YOUR ASSIGNMENT: Could you copy exactly the lines from the one containing "[indicate] yellow candy" through the last line of the records below, and nothing else?

DATASET RECORDS:

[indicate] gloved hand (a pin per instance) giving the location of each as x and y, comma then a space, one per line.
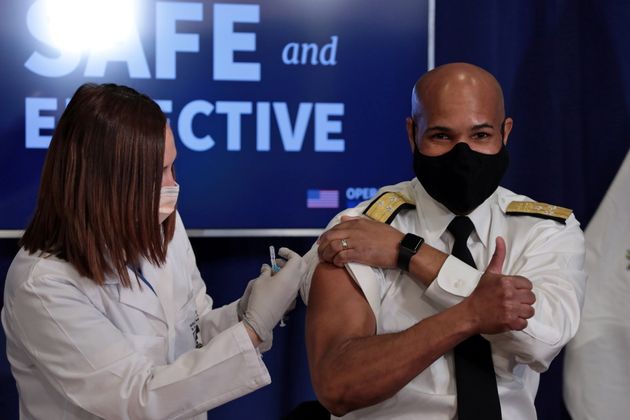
271, 296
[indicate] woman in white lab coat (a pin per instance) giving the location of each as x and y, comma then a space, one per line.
105, 313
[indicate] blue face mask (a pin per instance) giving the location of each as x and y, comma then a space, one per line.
460, 179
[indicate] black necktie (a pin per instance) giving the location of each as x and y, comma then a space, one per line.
477, 394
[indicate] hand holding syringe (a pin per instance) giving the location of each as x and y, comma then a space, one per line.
275, 268
272, 255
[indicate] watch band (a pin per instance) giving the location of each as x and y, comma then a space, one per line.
407, 249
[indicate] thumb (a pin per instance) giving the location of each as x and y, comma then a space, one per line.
496, 262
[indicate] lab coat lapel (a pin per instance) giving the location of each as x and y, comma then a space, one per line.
161, 279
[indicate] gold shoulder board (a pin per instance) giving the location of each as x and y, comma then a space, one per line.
542, 210
386, 206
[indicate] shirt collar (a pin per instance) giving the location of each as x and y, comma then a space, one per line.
436, 218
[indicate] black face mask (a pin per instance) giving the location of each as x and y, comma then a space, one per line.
460, 179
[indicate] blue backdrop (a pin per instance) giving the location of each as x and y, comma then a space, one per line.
565, 71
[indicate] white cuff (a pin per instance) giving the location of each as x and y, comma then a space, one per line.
455, 281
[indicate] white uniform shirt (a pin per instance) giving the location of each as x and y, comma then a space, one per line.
83, 351
548, 253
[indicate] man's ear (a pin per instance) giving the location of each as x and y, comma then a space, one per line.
411, 132
507, 129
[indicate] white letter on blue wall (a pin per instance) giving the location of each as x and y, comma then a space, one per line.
226, 42
185, 122
324, 126
234, 110
167, 41
292, 137
35, 122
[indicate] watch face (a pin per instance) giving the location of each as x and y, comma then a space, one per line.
411, 241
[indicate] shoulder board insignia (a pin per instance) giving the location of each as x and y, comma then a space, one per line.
386, 206
542, 210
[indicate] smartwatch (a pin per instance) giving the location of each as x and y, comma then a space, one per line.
409, 245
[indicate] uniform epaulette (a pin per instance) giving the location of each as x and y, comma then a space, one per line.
386, 206
542, 210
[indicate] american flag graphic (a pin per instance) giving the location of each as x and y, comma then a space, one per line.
322, 199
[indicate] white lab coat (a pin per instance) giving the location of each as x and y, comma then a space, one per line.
83, 351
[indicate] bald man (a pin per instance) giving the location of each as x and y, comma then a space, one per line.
402, 290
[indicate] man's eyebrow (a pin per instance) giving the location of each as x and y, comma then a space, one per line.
481, 126
438, 128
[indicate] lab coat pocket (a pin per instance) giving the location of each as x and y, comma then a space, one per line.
152, 347
187, 328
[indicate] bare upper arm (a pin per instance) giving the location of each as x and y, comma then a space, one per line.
337, 311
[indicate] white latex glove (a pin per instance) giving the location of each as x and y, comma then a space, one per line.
271, 296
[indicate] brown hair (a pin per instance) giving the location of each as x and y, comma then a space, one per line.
100, 188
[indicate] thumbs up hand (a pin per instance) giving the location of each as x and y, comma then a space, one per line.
500, 302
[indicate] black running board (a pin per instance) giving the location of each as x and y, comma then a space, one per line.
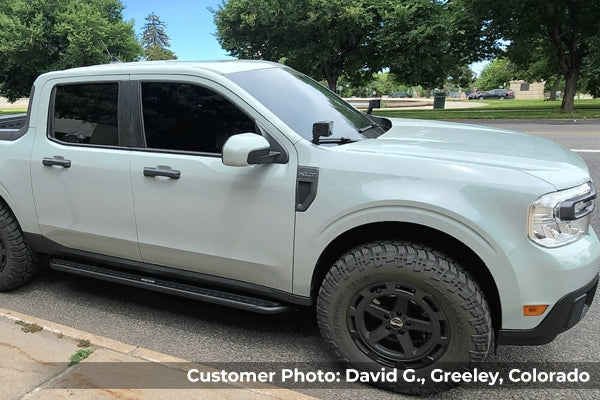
224, 298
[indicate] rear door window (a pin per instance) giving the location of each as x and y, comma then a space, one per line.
86, 114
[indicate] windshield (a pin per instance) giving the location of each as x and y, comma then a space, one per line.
299, 101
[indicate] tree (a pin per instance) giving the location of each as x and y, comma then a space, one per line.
322, 38
44, 35
495, 75
424, 42
567, 27
155, 40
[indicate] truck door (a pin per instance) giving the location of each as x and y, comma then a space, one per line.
192, 211
80, 166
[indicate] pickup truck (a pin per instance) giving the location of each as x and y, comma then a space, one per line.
247, 184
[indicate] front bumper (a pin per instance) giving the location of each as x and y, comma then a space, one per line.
567, 312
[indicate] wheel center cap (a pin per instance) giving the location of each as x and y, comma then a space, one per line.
396, 323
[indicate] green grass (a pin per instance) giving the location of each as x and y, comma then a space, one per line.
505, 109
79, 356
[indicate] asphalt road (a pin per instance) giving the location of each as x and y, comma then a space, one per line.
204, 332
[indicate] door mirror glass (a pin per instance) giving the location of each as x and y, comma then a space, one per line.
247, 149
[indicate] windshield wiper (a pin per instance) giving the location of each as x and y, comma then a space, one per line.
341, 140
366, 128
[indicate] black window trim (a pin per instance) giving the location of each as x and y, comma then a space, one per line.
124, 133
139, 135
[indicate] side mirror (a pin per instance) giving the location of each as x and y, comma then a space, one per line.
247, 149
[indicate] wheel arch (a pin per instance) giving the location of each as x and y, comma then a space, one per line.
426, 235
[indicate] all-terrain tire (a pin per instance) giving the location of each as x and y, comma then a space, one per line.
401, 305
16, 260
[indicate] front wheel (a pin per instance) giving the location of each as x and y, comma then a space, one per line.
402, 305
16, 260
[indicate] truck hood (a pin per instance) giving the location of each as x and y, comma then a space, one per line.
473, 144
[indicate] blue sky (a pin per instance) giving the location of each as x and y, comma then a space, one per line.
189, 24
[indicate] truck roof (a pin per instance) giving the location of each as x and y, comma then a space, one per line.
167, 66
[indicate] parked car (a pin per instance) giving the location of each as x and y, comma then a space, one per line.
497, 94
248, 184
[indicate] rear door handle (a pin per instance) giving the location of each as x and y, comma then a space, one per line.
169, 173
61, 162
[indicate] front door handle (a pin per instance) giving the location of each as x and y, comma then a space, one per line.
169, 173
61, 162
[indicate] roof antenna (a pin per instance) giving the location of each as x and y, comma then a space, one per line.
113, 59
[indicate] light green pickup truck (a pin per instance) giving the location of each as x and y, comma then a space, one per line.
249, 185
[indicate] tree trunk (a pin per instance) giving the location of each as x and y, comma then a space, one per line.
570, 88
554, 88
332, 82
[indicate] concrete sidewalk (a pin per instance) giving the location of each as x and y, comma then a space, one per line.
34, 364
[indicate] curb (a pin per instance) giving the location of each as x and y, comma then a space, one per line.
144, 354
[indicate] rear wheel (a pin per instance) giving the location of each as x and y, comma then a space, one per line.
402, 305
16, 262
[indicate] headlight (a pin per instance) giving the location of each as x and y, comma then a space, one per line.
558, 218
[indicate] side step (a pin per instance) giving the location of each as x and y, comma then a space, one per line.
179, 289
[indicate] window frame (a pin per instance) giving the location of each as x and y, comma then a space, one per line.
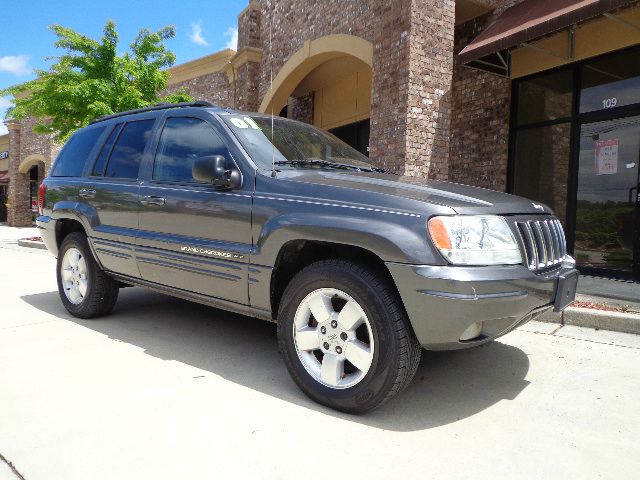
103, 143
154, 154
143, 155
238, 157
91, 156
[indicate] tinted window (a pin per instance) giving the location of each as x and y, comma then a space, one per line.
542, 165
98, 168
127, 152
74, 155
547, 97
293, 142
182, 141
611, 81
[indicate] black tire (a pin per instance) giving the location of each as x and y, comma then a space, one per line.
397, 352
102, 290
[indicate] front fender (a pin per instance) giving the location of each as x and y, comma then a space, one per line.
401, 241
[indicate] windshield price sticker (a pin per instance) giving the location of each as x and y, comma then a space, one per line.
244, 122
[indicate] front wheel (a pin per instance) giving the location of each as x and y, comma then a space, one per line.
345, 337
85, 290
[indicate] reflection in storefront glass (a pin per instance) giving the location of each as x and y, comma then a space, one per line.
607, 194
542, 166
610, 82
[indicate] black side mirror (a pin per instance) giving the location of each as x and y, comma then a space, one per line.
213, 169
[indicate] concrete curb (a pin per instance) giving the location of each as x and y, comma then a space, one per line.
624, 322
23, 242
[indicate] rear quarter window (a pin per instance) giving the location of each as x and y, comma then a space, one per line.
126, 154
74, 155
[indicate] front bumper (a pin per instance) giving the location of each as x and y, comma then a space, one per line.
444, 301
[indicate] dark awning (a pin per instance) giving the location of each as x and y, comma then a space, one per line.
532, 19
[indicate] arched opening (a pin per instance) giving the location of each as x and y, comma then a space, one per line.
327, 83
33, 170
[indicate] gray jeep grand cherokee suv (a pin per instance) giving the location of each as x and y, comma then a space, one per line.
273, 218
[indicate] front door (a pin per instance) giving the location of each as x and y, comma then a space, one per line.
607, 211
192, 235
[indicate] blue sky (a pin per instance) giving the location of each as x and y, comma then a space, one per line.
202, 27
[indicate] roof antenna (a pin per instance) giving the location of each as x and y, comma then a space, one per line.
273, 147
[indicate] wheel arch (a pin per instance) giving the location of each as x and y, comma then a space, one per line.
295, 255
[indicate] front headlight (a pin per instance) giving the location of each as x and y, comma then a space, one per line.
475, 240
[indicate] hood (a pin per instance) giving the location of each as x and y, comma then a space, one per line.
464, 199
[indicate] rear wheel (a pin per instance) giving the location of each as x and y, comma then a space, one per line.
345, 337
85, 290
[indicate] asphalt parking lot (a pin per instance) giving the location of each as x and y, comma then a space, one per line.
165, 389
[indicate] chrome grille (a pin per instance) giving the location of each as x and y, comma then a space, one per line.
544, 243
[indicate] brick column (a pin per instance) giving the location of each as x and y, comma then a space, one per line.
18, 210
244, 70
411, 91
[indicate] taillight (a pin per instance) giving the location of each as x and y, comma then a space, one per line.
42, 190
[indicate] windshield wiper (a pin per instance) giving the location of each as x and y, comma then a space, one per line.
328, 164
317, 163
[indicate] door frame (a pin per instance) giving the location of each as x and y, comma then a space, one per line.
587, 118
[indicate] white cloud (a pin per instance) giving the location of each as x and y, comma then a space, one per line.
196, 34
15, 64
232, 38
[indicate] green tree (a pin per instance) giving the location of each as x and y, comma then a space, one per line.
91, 79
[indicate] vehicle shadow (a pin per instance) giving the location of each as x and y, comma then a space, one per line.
449, 386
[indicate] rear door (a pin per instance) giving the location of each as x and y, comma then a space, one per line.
192, 235
109, 195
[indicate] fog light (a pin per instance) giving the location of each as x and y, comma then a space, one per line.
472, 332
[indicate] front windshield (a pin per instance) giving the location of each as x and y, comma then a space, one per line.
296, 144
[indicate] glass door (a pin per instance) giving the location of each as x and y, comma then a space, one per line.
607, 211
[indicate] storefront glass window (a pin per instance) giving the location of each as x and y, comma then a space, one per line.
542, 165
545, 98
611, 81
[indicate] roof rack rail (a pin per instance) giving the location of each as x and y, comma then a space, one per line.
158, 106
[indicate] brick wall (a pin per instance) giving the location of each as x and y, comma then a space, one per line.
213, 87
428, 108
249, 27
292, 22
480, 120
23, 142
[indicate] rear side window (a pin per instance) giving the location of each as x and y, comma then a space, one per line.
126, 155
183, 140
75, 153
101, 162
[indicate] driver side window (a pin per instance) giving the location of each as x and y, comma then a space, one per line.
184, 139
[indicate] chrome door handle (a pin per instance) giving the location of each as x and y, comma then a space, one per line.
87, 193
152, 200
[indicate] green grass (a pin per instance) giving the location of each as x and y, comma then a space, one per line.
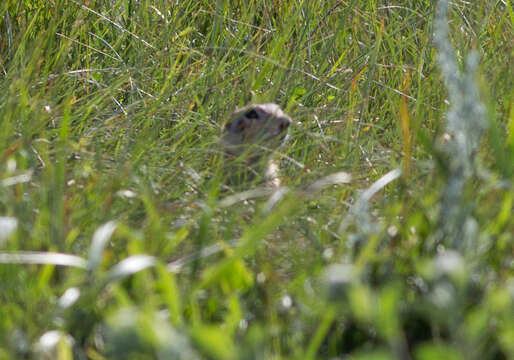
110, 113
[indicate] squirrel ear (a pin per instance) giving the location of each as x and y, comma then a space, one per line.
241, 124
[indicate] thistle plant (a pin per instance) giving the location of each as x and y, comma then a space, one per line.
465, 124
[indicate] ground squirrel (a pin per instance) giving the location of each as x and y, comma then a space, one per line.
252, 134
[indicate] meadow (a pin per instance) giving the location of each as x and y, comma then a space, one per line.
393, 234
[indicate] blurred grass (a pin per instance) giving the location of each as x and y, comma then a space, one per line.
112, 110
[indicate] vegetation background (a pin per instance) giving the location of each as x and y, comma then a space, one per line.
119, 240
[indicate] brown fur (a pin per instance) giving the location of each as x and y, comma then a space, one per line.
252, 133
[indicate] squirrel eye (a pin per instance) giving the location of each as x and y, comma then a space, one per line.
252, 114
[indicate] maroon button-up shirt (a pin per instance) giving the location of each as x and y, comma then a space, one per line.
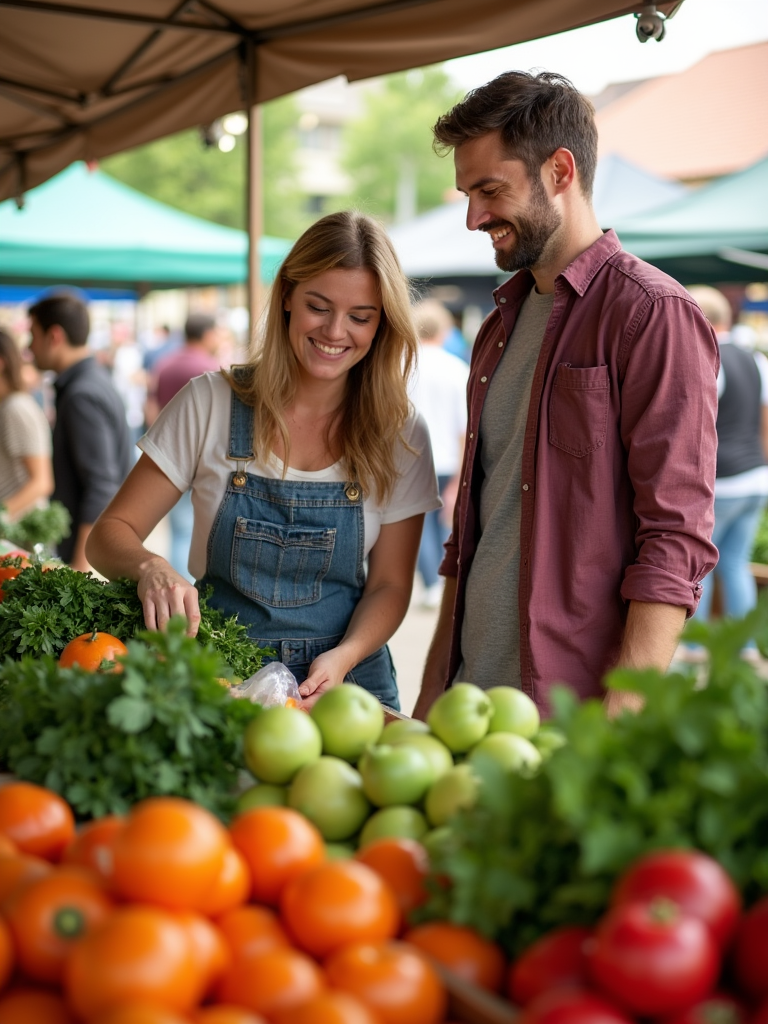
617, 463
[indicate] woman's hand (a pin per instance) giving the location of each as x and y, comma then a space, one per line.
326, 672
164, 593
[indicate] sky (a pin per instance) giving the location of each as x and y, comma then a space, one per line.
598, 54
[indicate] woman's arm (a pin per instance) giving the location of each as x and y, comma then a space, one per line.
381, 609
39, 484
116, 548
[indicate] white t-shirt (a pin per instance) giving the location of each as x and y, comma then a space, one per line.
438, 390
189, 441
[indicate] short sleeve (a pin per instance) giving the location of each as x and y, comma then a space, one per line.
416, 491
174, 440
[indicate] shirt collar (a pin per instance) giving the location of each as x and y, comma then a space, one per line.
579, 273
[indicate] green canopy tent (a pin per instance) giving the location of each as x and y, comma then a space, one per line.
716, 235
83, 227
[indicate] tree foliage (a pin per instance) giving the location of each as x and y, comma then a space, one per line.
181, 172
392, 140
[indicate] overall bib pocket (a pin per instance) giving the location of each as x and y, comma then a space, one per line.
280, 566
579, 409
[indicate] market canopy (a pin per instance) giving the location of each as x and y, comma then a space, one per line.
84, 227
716, 233
81, 81
437, 244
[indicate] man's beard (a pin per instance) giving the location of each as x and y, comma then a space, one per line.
534, 231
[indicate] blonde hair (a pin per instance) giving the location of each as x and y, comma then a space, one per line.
376, 404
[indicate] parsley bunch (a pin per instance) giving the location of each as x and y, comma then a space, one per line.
104, 740
690, 770
43, 610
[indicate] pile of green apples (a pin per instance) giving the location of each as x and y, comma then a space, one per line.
357, 778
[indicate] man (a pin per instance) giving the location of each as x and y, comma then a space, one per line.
196, 356
91, 443
741, 483
582, 530
438, 389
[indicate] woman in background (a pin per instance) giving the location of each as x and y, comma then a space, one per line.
26, 470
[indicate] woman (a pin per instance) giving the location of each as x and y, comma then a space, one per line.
302, 465
26, 472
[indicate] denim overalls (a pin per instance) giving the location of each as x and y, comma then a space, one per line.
286, 556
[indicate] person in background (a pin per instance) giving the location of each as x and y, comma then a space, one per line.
91, 442
583, 527
309, 470
196, 356
438, 391
741, 481
26, 471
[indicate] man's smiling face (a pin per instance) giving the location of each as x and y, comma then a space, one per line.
504, 201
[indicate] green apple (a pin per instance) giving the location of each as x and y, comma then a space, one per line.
394, 774
510, 752
329, 792
261, 795
397, 821
349, 718
394, 731
279, 742
513, 712
436, 753
456, 791
461, 716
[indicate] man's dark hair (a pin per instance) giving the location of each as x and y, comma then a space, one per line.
198, 325
534, 114
67, 311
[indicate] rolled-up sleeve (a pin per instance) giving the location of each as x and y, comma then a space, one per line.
669, 412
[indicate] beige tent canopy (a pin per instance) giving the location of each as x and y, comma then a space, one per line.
87, 79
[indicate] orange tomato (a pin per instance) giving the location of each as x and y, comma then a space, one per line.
462, 950
270, 982
212, 954
50, 913
227, 1015
32, 1006
15, 872
250, 931
170, 853
336, 903
403, 864
231, 888
278, 844
90, 649
7, 955
36, 819
92, 846
139, 1013
393, 979
328, 1008
138, 953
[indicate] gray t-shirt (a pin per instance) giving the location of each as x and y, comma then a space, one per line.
491, 648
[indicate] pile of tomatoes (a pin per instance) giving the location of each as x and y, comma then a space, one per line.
166, 916
674, 946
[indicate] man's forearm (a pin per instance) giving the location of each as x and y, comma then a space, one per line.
651, 634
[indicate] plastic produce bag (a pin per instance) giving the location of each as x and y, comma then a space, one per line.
273, 684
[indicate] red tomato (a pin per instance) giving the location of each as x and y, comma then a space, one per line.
653, 960
571, 1006
696, 883
750, 952
554, 961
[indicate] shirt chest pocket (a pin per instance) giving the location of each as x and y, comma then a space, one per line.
281, 566
579, 409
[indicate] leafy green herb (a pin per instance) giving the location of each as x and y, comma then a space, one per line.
104, 740
45, 526
43, 610
690, 770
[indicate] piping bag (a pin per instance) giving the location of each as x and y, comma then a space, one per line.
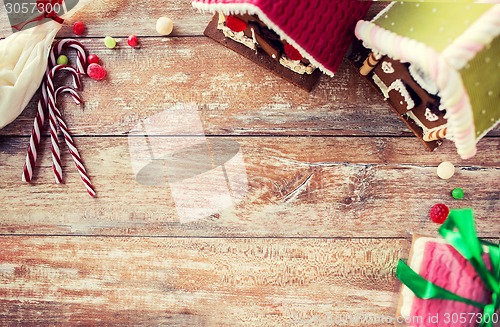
23, 61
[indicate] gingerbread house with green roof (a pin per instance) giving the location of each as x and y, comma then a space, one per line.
438, 66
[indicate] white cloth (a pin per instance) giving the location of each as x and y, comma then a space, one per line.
23, 61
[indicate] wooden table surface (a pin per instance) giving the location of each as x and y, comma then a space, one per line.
325, 190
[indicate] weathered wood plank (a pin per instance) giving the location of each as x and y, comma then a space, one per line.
197, 282
233, 96
124, 17
332, 187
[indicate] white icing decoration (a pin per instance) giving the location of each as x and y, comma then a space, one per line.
387, 67
240, 37
422, 79
296, 65
426, 130
397, 85
430, 116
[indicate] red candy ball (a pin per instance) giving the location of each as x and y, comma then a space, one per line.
439, 212
133, 41
95, 71
292, 53
235, 24
93, 59
78, 28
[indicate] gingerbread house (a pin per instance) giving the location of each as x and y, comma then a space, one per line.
437, 65
296, 39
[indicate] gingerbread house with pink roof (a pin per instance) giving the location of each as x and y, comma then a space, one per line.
296, 39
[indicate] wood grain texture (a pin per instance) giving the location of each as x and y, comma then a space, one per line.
125, 17
333, 187
197, 282
234, 97
325, 190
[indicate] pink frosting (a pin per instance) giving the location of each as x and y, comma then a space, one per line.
445, 267
321, 28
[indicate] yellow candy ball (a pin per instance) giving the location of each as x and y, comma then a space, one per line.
164, 26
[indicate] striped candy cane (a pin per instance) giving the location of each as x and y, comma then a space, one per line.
56, 151
80, 52
43, 103
69, 140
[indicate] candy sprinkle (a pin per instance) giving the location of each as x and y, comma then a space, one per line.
62, 60
78, 28
96, 71
109, 42
457, 193
133, 41
439, 212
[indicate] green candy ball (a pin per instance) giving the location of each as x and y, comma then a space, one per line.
457, 193
109, 42
62, 60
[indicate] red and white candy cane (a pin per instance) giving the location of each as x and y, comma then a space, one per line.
69, 140
43, 102
56, 152
35, 138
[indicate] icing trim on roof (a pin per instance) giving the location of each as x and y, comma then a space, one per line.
453, 94
245, 8
474, 39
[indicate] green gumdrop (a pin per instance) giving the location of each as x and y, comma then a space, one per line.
457, 193
62, 60
109, 42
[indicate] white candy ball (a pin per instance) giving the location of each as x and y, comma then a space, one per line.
446, 170
164, 25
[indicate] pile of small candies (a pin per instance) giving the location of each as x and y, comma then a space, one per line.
439, 212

OUTPUT BELOW:
[indicate] yellow candy ball (a pin per instance) giving the location of each as x and y, comma then a space, one per line.
164, 26
[indicate] striped candy cane (a pin per instance) giving the location of each as x and y, comma then a space, one per line.
56, 151
80, 52
43, 103
69, 140
[indicate] candy sprinkle (a pin per instance) giving the location of each as x and y, comma then a space, one per line.
62, 60
78, 28
96, 71
109, 42
457, 193
133, 41
439, 212
[indicate] green candy ball (a pin per instance) giving the location of each as x and y, comma then a space, one per line.
457, 193
109, 42
62, 60
[indicate] red and white candy cane (a pin per instance) giving the location of each as x and y, comma then a space, one per line.
69, 140
43, 102
56, 152
35, 138
[indicate] icing trim on roof (a pin per instance) giving the location of each as x and y, comma then a space, one per line.
453, 94
245, 8
474, 39
[indicate] green gumdrop (a pin per instance) giving the location of each as x and y, comma then a space, one per line.
457, 193
62, 60
109, 42
[indicate] white candy ball (a pin per instance) giving the location of each as x and y, comma then a space, one per line.
446, 170
164, 25
[indicate] pile of small candies (a pin per instance) giving the location of each as x and y, comma then a space, one per line.
439, 212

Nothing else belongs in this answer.